▸ Tarefa 1:
Liste todos os sinais de TDAH que o texto sobre TDAH indica para os pais observarem, usando só o nome de cada sinal.
▸ Tarefa 2:
Reproduza o trecho do texto sobre TDAH de "O resultado é" a "desatenção em meninas.".
▸ Tarefa 3:
Dê sequência ao texto sobre TDAH a partir da última frase apresentada.

**** Trecho da página ****

O resultado é uma geração de mulheres que cresceram acreditando que eram um problema, quando na verdade a medicina de sua época é que nunca as olhou com o filtro certo.
A influência dos estereótipos de gênero
Outro ponto de atenção é o peso dos estereótipos de gênero.
Isso porque, culturalmente, espera-se que os meninos sejam mesmo agitados e as meninas “mais comportadas”.
Por isso, quando um menino é inquieto, ele é visto como “naturalmente ativo”, mas quando uma menina é muito distraída, ela é vista como “desorganizada ou desligada do mundo”.
Segundo um levantamento da American Psychological Association, a maioria dos professores associa TDAH a comportamentos visivelmente ativos; contudo, a maioria subestima os casos de desatenção em meninas.
O problema é que isso gera uma distorção que impacta toda a vida escolar, porque enquanto os meninos são encaminhados para avaliação, as meninas são orientadas a “tentar se concentrar mais”.
Os sinais que os pais devem observar
Os sinais de TDAH variam de criança para criança, independentemente do gênero, mas alguns padrões ajudam a diferenciar o que é apenas comportamento infantil e o que merece mais atenção:
- Desatenção em tudo: dificuldade para manter o foco mesmo em atividades que gosta;
- Esquecimento constante: perde objetos, esquece instruções simples;
- Dificuldade com tempo e organização: se atrasa, procrastina, evita tarefas longas;
- Hiperatividade (em meninos mais comum): fala muito, se mexe o tempo todo, interrompe os outros;
- Hiperatividade mental (em meninas mais comum): pensamentos acelerados, ansiedade e dificuldade de relaxar;
- Emocionalmente reativos: explodem com pequenas frustrações ou têm mudanças bruscas de humor.

**** Dados fornecidos ****

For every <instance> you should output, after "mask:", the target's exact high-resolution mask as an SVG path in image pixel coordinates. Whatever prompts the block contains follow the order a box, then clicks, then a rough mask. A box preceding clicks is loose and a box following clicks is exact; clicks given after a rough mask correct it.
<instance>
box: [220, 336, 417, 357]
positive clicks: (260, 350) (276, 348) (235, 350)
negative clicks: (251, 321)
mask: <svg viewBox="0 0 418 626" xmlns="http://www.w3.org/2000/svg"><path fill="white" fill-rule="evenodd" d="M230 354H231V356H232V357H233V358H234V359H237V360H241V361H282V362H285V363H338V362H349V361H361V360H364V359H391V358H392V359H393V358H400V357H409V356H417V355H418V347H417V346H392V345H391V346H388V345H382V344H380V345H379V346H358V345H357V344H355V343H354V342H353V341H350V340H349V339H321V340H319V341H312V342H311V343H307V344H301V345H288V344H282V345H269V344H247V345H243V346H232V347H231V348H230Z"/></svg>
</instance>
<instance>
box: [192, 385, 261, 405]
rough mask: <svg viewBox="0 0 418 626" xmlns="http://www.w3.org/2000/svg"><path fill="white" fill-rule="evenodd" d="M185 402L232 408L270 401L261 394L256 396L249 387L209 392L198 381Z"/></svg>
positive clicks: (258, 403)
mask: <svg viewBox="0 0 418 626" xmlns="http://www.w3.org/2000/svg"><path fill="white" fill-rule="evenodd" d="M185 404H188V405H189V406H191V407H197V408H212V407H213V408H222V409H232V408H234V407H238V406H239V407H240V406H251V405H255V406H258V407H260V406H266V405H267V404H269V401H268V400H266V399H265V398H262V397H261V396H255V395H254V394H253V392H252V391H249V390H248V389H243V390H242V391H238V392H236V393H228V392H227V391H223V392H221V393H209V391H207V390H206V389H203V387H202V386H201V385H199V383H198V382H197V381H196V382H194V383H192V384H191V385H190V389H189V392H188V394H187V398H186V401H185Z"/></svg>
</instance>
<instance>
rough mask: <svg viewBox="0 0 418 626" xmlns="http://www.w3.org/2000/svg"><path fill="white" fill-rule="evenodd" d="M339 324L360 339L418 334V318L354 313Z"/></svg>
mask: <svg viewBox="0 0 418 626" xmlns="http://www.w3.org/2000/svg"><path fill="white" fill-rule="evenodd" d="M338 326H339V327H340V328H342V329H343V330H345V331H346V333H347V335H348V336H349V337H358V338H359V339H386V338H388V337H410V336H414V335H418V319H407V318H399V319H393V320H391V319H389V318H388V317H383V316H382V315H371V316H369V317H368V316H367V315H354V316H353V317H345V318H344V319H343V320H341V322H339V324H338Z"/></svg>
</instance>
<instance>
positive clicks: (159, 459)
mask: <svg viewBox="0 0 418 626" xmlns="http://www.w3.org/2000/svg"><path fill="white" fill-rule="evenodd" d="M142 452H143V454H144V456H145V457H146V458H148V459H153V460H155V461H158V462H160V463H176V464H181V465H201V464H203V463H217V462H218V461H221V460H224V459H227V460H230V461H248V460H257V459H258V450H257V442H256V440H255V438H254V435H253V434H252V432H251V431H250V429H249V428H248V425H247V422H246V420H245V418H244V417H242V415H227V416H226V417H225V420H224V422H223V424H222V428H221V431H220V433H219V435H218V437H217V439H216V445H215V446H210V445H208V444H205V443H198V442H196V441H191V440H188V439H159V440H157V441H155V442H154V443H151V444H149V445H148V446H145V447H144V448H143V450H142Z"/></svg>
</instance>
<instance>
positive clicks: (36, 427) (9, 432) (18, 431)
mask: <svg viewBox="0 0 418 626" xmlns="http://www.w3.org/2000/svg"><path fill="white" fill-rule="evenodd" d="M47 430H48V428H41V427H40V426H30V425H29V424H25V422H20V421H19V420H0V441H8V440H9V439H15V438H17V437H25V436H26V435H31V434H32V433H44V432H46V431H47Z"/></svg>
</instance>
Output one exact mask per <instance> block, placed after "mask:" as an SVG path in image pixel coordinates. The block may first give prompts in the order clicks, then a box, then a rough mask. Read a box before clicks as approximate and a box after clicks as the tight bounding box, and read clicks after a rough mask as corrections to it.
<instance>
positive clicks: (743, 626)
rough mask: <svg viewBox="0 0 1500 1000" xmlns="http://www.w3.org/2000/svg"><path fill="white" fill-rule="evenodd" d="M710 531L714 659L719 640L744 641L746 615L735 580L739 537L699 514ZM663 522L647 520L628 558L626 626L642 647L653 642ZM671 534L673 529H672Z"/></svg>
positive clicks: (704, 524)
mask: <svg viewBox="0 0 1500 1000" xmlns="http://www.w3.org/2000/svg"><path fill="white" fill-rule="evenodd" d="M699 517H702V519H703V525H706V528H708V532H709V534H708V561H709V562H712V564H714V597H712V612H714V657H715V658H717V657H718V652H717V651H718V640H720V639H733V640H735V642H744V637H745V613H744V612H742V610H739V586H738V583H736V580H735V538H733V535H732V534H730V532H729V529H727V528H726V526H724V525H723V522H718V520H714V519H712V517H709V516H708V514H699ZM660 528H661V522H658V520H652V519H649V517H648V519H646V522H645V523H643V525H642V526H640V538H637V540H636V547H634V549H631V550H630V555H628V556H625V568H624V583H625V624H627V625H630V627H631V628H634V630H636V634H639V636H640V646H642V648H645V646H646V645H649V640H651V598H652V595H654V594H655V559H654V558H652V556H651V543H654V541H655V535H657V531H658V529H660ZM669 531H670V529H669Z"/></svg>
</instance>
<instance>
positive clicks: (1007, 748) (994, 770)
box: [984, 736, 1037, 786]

****

▸ Resposta 1:
- Desatenção em tudo
- Esquecimento constante
- Dificuldade com tempo e organização
- Hiperatividade (em meninos mais comum)
- Hiperatividade mental (em meninas mais comum)
- Emocionalmente reativos

▸ Resposta 2:
O resultado é uma geração de mulheres que cresceram acreditando que eram um problema, quando na verdade a medicina de sua época é que nunca as olhou com o filtro certo.
A influência dos estereótipos de gênero
Outro ponto de atenção é o peso dos estereótipos de gênero.
Isso porque, culturalmente, espera-se que os meninos sejam mesmo agitados e as meninas “mais comportadas”.
Por isso, quando um menino é inquieto, ele é visto como “naturalmente ativo”, mas quando uma menina é muito distraída, ela é vista como “desorganizada ou desligada do mundo”.
Segundo um levantamento da American Psychological Association, a maioria dos professores associa TDAH a comportamentos visivelmente ativos; contudo, a maioria subestima os casos de desatenção em meninas.

▸ Resposta 3:
Os pais podem observar se o comportamento do filho interfere muito na rotina — em casa, na escola ou nas interações sociais —, pois, quando há impacto relevante, vale buscar avaliação com neuropediatra ou psicólogo especializado em TDAH.
5 formas de apoiar o filho com TDAH
Mais do que entender o transtorno, é preciso mudar o ambiente e o olhar sobre a criança.
Afinal, o TDAH não é uma falha de caráter, é uma condição neurobiológica que demanda estratégias diferentes para funcionar bem.
Seguem 5 sugestões que podem ajudar:
- Rotinas estruturadas: horários fixos, listas visuais e previsibilidade ajudam a reduzir a sobrecarga mental das crianças;
- Reforço positivo: reconhecer esforços e progressos do seu filho, não apenas resultados bem-sucedidos;
- Dividir tarefas longas: transformar grandes demandas em pequenas metas;
- Ambientes mais calmos e com menos estímulos: sons, telas e interrupções afetam diretamente a concentração até mesmo de quem consegue manter o foco;
- Acompanhamento profissional contínuo: terapia comportamental, psicoeducação e, quando indicado, tratamento medicamentoso.
TDAH na vida adulta: o que acontece quando não é tratado
O TDAH não desaparece com a idade — ele apenas muda de forma. Por isso, muitos adultos, especialmente mulheres, só percebem os sinais depois de anos de exaustão mental, procrastinação crônica e muita autocrítica.
Sem tratamento, o transtorno pode causar problemas como:
- Dificuldade para manter empregos ou concluir projetos;
- Problemas de relacionamento com amigos, familiares e parceiros românticos;
- Síndrome do impostor, ansiedade e burnout.
Mas a boa notícia é que, com diagnóstico e tratamento, é possível aprender a administrar o TDAH.
Hoje há inúmeras ferramentas terapêuticas, desde acompanhamento multidisciplinar até apps de organização e técnicas de atenção plena adaptadas para cérebros neurodivergentes.
Para finalizar, reforçamos que falar sobre TDAH sob a ótica de gênero não é dividir, mas incluir realidades diferentes dentro de um mesmo diagnóstico.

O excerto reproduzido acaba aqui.